_ACTIVITY_: In the entries below, find the line with "spot the sun." and the line with "spot the gold picture frame."; give again those lines and every line between them, exactly.

_INFORMATION SHOWN_:
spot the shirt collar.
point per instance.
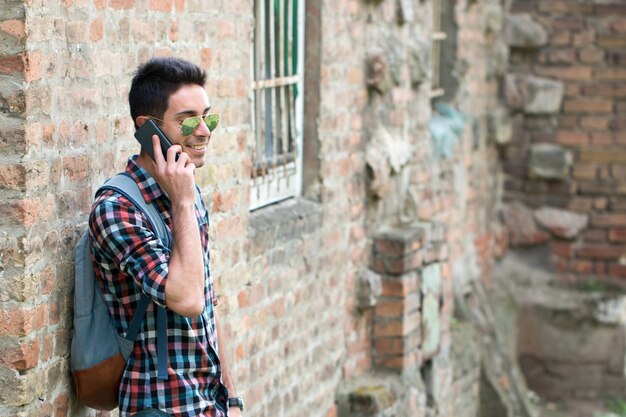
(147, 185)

--

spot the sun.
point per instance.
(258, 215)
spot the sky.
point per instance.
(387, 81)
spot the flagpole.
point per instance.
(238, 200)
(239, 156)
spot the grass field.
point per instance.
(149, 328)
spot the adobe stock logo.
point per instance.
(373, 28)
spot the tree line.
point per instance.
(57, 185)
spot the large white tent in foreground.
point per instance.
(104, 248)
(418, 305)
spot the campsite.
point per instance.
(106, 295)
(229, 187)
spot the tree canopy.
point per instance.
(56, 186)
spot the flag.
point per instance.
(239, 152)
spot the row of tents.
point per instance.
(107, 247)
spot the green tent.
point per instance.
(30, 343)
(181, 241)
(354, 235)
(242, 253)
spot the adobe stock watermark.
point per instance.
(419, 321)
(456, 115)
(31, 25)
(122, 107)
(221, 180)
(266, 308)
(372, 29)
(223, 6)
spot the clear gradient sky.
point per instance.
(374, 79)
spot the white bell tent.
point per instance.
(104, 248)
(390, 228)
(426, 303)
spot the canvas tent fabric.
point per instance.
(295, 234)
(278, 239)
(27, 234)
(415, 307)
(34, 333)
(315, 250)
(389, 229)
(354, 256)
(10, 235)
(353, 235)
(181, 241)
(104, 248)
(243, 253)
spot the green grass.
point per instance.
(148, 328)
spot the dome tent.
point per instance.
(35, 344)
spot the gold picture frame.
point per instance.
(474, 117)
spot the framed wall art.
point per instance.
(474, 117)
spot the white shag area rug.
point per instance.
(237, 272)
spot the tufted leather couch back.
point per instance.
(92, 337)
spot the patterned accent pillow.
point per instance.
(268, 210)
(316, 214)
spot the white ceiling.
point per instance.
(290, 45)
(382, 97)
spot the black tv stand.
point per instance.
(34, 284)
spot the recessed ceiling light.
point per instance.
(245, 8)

_TASK OUTPUT_:
spot the sun.
point per instance.
(258, 215)
spot the sky.
point per instance.
(387, 81)
spot the flagpole.
point per instance.
(238, 200)
(239, 156)
spot the grass field.
point per instance.
(149, 328)
spot the adobe stock logo.
point per instance.
(373, 28)
spot the tree line.
point per instance.
(57, 185)
spot the large white tent in foreground.
point per instance.
(104, 248)
(418, 305)
spot the campsite.
point per instance.
(106, 295)
(229, 187)
spot the tree canopy.
point per instance.
(56, 186)
spot the flag.
point per instance.
(239, 152)
spot the row of tents.
point per instance.
(107, 247)
spot the green tent.
point per instance.
(30, 343)
(181, 241)
(354, 235)
(242, 253)
spot the adobe stock watermark.
point per instance.
(419, 321)
(456, 115)
(31, 25)
(122, 107)
(221, 180)
(266, 308)
(372, 29)
(223, 6)
spot the clear gradient sky.
point per instance.
(374, 79)
spot the white bell tent.
point per instance.
(104, 248)
(390, 228)
(426, 303)
spot the canvas tent fabric.
point per instance.
(295, 234)
(278, 239)
(27, 234)
(415, 307)
(34, 333)
(315, 250)
(389, 229)
(354, 256)
(10, 235)
(353, 235)
(181, 241)
(104, 248)
(243, 253)
spot the green grass.
point per instance.
(148, 328)
spot the dome tent.
point per instance.
(35, 344)
spot the gold picture frame.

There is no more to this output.